Problem to work on
Reproduce every record exactly as written.

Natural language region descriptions
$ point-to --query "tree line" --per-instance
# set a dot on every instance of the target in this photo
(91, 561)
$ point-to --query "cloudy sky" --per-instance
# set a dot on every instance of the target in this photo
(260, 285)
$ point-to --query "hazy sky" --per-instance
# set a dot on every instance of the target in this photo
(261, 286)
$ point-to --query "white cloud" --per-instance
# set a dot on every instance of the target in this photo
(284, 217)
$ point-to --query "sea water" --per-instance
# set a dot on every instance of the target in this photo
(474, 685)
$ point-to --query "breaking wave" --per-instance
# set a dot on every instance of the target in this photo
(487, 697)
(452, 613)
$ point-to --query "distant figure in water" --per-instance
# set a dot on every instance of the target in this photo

Answer to the exercise
$ point-to --query "tree line" --per-instance
# set a dot on every instance of the target in this photo
(91, 561)
$ point-to --query "cloudy sky" --per-instance
# set a dot on every instance of the target in this photo
(260, 285)
$ point-to --query "hazy sky" --per-instance
# set a dot on every instance of the target in this photo
(261, 286)
$ point-to --query "white cloud" --per-instance
# set a dot on every instance of the target in this photo
(284, 217)
$ point-to --query "sea water" --per-instance
# set a dot on every instance of the target in this photo
(474, 685)
$ point-to --query "breaking wave" --per-instance
# set a dot on every instance of the target in this photo
(487, 697)
(452, 613)
$ point-to --query "distant figure in water" --per-instance
# set a dot on every instance of the target in this photo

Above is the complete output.